Try it
Counting only lines of the listing below that hold the word "post", give the total and nothing else.

-------- Material for this task --------

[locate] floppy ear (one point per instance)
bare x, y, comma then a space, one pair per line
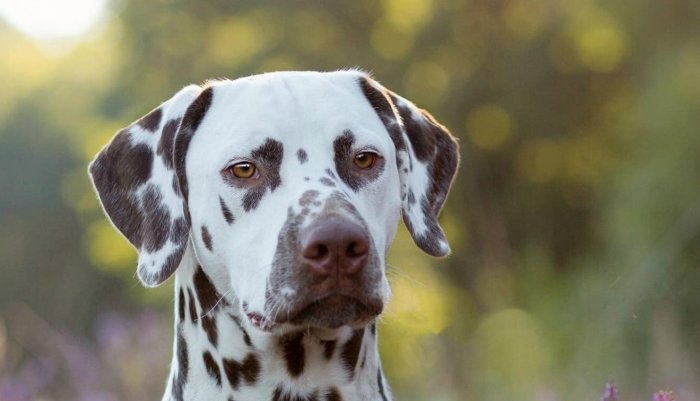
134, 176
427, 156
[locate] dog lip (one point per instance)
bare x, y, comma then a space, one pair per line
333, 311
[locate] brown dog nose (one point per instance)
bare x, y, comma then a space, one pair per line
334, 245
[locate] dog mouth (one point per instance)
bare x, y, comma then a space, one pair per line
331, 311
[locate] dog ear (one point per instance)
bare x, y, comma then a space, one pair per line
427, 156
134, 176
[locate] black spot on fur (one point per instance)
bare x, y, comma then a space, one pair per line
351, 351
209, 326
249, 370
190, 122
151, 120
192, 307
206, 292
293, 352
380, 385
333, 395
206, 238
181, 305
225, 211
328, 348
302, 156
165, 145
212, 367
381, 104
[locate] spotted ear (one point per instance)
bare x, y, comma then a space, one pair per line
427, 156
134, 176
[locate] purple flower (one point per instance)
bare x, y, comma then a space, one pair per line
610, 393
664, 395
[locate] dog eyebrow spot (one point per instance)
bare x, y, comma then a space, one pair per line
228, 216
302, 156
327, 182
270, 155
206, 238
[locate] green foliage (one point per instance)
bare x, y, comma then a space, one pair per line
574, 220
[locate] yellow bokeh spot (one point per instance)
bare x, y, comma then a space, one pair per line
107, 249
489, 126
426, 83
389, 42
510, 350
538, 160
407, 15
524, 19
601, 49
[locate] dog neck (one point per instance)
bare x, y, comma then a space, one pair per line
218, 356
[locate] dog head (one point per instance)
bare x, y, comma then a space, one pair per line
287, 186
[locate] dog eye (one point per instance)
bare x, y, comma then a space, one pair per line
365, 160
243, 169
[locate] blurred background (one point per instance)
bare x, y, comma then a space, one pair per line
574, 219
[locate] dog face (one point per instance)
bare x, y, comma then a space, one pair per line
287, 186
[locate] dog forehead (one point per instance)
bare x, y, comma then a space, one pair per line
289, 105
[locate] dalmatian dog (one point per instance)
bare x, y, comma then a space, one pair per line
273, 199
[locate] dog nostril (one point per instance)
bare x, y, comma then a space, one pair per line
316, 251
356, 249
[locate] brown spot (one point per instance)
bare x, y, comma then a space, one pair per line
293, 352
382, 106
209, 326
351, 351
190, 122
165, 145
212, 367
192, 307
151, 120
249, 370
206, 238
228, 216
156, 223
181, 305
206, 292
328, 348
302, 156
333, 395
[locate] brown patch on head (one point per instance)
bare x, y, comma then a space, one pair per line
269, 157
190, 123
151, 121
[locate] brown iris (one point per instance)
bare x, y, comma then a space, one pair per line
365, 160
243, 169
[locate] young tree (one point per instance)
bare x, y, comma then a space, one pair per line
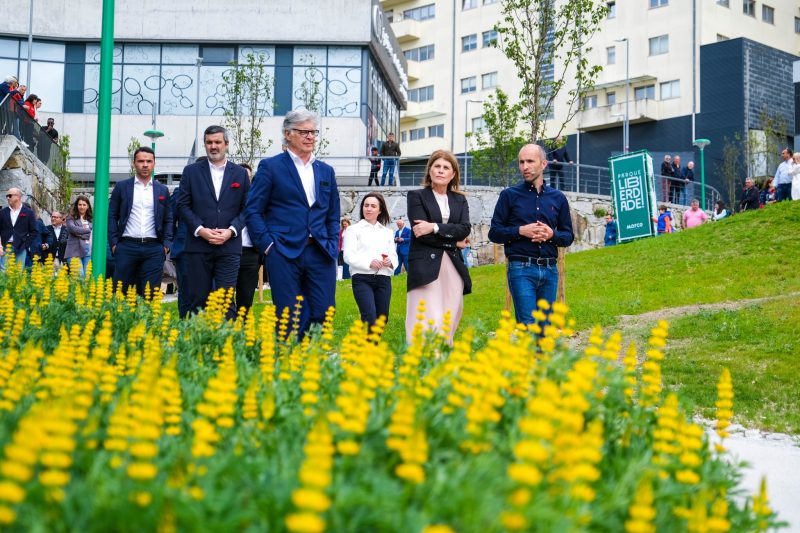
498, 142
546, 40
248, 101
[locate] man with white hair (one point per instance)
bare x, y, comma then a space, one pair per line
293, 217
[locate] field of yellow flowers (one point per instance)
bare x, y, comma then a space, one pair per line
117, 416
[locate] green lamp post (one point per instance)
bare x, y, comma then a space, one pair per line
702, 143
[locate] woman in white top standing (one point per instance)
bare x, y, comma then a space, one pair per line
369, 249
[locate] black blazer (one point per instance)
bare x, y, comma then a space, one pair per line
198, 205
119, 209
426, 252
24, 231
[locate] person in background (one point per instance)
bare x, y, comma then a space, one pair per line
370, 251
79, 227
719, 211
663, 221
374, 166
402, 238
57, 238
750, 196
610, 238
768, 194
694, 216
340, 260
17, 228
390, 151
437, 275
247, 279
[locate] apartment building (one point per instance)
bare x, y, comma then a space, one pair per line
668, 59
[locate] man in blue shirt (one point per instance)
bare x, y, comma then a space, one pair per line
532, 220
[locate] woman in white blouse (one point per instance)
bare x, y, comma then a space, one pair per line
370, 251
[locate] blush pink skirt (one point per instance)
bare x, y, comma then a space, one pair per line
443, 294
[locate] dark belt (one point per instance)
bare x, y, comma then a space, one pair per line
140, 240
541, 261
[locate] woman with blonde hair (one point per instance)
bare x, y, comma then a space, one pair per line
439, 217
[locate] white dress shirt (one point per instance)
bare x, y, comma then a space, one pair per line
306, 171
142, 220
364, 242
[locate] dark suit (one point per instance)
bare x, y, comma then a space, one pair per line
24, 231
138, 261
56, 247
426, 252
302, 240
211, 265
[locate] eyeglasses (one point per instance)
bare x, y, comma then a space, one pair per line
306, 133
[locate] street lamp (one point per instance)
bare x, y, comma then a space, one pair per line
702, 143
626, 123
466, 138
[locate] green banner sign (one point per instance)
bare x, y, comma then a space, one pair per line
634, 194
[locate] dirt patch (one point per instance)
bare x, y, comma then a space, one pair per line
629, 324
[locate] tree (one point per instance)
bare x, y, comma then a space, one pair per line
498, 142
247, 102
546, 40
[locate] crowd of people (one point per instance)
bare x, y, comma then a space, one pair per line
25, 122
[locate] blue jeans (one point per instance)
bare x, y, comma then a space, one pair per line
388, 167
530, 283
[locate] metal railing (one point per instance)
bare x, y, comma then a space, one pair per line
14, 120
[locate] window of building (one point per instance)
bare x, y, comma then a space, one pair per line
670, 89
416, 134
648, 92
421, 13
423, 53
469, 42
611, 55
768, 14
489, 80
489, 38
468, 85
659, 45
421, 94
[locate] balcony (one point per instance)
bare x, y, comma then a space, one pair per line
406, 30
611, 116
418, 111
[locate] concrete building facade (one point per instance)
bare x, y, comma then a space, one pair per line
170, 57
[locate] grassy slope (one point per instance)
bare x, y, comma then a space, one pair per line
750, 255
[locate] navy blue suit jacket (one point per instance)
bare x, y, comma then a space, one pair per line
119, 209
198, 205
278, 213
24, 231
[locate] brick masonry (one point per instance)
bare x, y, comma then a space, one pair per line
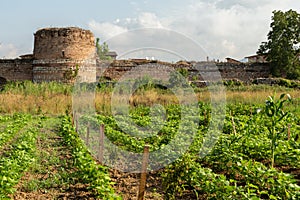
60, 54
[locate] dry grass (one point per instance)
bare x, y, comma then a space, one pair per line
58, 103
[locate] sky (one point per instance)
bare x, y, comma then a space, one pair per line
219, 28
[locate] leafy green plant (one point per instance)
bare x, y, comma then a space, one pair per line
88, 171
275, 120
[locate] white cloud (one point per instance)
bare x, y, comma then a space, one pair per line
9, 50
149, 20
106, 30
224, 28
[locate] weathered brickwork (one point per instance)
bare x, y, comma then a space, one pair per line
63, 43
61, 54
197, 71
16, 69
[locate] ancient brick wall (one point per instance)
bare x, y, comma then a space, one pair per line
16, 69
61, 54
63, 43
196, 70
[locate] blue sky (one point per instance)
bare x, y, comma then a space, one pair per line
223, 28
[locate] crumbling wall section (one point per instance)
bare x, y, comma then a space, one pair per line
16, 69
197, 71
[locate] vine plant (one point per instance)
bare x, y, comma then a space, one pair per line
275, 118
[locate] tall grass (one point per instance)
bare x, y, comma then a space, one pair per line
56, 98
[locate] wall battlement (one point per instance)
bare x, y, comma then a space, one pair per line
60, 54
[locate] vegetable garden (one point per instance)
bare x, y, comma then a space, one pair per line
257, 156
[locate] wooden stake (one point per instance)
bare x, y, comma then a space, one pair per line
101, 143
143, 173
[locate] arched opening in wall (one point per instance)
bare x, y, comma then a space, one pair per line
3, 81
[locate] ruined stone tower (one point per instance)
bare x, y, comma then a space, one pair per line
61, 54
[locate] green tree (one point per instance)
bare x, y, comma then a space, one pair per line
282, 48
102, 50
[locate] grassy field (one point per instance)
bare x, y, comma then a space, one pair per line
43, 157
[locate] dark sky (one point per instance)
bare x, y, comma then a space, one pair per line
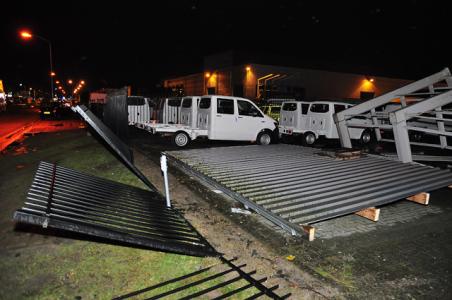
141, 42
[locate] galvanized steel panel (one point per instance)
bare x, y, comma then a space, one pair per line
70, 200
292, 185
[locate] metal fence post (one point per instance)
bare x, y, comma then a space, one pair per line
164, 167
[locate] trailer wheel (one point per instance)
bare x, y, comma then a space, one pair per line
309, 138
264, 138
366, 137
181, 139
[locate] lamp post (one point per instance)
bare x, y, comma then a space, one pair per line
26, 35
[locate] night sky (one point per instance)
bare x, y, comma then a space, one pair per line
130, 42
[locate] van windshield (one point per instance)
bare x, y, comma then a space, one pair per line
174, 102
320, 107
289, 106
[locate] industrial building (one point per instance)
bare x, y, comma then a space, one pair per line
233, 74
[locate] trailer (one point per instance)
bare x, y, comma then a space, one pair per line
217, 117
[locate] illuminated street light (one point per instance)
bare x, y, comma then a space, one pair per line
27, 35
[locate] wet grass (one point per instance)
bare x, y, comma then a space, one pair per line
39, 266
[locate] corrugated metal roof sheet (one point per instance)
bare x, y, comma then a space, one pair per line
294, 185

--------

Reply
3